- **Direction**:
Copy back each of the records below word for word, leaving out the pictures.

- **Source data**:
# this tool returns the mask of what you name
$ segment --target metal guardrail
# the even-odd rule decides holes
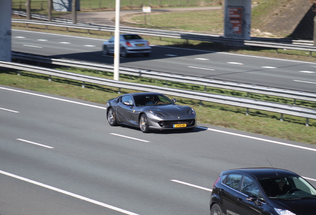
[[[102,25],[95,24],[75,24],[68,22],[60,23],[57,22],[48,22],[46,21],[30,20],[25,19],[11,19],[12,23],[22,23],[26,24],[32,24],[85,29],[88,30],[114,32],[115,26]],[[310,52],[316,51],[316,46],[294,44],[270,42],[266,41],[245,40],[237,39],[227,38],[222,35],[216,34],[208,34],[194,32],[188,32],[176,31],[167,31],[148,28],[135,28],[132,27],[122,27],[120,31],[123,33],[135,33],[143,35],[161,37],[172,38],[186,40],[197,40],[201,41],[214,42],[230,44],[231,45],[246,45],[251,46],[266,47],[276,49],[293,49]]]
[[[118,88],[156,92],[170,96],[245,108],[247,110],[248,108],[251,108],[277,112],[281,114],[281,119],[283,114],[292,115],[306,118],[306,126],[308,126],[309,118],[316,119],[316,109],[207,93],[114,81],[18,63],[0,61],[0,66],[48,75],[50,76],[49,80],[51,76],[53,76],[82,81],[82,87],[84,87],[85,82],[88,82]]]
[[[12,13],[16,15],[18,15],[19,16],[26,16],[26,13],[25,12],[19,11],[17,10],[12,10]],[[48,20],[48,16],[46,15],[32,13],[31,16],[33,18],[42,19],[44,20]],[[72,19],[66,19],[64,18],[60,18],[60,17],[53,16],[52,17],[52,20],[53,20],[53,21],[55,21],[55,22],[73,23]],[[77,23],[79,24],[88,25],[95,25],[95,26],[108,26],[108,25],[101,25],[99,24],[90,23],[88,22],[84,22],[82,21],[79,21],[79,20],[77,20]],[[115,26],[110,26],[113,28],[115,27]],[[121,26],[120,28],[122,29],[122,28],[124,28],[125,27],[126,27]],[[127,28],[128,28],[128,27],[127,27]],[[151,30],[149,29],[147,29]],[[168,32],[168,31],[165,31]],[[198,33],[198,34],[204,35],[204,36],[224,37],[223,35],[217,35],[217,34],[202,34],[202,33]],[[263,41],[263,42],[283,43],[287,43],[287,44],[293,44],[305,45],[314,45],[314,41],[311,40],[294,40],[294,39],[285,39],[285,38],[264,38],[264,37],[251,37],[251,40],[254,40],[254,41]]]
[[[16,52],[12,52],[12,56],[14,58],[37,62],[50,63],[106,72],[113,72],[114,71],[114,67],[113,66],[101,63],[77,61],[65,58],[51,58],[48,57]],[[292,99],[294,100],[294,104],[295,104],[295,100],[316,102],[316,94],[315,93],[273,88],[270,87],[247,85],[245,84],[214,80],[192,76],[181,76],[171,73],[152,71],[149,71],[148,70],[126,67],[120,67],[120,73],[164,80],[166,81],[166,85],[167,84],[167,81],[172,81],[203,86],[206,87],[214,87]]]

- **Result of the exercise**:
# this tool returns the mask of what you name
$ segment --target metal guardrail
# the even-odd rule decides holes
[[[102,25],[95,24],[75,24],[68,22],[60,23],[57,22],[48,22],[46,21],[30,20],[25,19],[11,19],[12,23],[22,23],[26,24],[32,24],[85,29],[88,30],[114,32],[115,26]],[[310,52],[316,51],[316,46],[294,44],[270,42],[266,41],[245,40],[237,39],[227,38],[222,35],[216,34],[208,34],[194,32],[188,32],[176,31],[167,31],[148,28],[135,28],[132,27],[122,27],[120,31],[123,33],[135,33],[143,35],[161,37],[172,38],[186,40],[197,40],[201,41],[214,42],[230,44],[231,45],[246,45],[251,46],[266,47],[276,49],[293,49]]]
[[[118,88],[156,92],[170,96],[245,108],[247,110],[248,108],[251,108],[277,112],[281,114],[281,119],[283,114],[292,115],[306,118],[306,126],[308,126],[309,118],[316,119],[316,109],[207,93],[114,81],[18,63],[0,61],[0,66],[48,75],[50,76],[49,80],[51,76],[53,76],[82,81],[82,87],[84,87],[85,82],[88,82]]]
[[[12,13],[16,15],[18,15],[19,16],[26,16],[26,13],[25,12],[19,11],[17,10],[12,10]],[[48,20],[48,16],[46,15],[32,13],[31,16],[33,18],[42,19],[44,20]],[[72,19],[66,19],[64,18],[60,18],[60,17],[53,16],[52,17],[52,20],[53,20],[53,21],[55,21],[55,22],[73,23]],[[77,23],[79,24],[88,25],[95,25],[95,26],[108,26],[108,25],[101,25],[99,24],[90,23],[88,22],[84,22],[82,21],[79,21],[79,20],[77,20]],[[115,26],[110,26],[113,28],[115,27]],[[121,26],[120,28],[122,29],[122,28],[124,28],[125,27],[126,27]],[[127,28],[128,28],[128,27],[127,27]],[[151,30],[149,29],[147,29]],[[168,32],[168,31],[165,31]],[[198,33],[198,34],[204,35],[204,36],[224,37],[223,35],[217,35],[217,34],[202,34],[202,33]],[[263,41],[263,42],[283,43],[287,43],[287,44],[293,44],[305,45],[314,45],[314,41],[311,40],[294,40],[294,39],[285,39],[285,38],[264,38],[264,37],[251,37],[251,40],[254,40],[254,41]]]
[[[16,52],[12,52],[12,56],[14,58],[37,62],[50,63],[106,72],[113,72],[114,71],[114,67],[113,66],[101,63],[77,61],[65,58],[51,58],[48,57]],[[292,99],[294,100],[294,104],[295,104],[295,100],[316,102],[316,94],[315,93],[273,88],[270,87],[247,85],[245,84],[214,80],[192,76],[181,76],[171,73],[152,71],[149,71],[148,70],[126,67],[120,67],[120,73],[164,80],[166,81],[166,85],[167,84],[167,81],[172,81],[203,86],[206,87],[214,87]]]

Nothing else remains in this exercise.